Dataset excerpt
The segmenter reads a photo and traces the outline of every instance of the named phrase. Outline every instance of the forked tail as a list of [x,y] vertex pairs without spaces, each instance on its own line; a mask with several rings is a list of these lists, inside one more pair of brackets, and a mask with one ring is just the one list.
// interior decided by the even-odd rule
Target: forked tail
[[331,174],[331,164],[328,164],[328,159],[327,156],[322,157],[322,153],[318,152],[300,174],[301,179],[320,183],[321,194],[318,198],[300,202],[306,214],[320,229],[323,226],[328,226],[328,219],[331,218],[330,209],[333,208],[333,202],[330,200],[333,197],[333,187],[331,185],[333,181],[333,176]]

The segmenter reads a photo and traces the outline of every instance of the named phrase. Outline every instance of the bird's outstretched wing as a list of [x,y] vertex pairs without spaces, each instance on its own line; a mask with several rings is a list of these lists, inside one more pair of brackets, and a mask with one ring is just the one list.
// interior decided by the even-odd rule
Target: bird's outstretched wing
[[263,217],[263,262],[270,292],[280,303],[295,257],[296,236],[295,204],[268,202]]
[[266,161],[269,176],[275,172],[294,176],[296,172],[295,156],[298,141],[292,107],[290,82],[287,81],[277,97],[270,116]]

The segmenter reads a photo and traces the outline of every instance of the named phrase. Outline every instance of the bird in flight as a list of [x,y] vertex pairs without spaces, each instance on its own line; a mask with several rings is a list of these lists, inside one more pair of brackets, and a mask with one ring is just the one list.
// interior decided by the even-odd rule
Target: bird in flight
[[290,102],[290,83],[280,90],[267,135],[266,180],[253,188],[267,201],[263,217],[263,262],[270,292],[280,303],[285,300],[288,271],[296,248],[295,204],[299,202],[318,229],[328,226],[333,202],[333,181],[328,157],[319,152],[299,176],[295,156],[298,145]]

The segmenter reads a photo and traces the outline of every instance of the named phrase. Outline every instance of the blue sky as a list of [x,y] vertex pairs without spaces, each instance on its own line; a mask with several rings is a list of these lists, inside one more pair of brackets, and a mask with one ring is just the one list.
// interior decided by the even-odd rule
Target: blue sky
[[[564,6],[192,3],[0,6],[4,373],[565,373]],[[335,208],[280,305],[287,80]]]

## THE PROBLEM
In the listing above, reproduce the stretch from the line containing "of the bird's" through the line containing "Target: bird's outstretched wing", replacing "outstretched" with "extended" and leaving everything else unchanged.

## FINISHED EXERCISE
The segmenter reads a photo and traces the outline of every instance of the named phrase. Outline every instance of the bird's extended wing as a list of [x,y] vertex pairs without spaces, each instance on its own line; a mask with several rings is a list of these lists, inside one more pair of brackets, and a mask with one ring is just the one list.
// interior decided by the even-odd rule
Target: bird's extended wing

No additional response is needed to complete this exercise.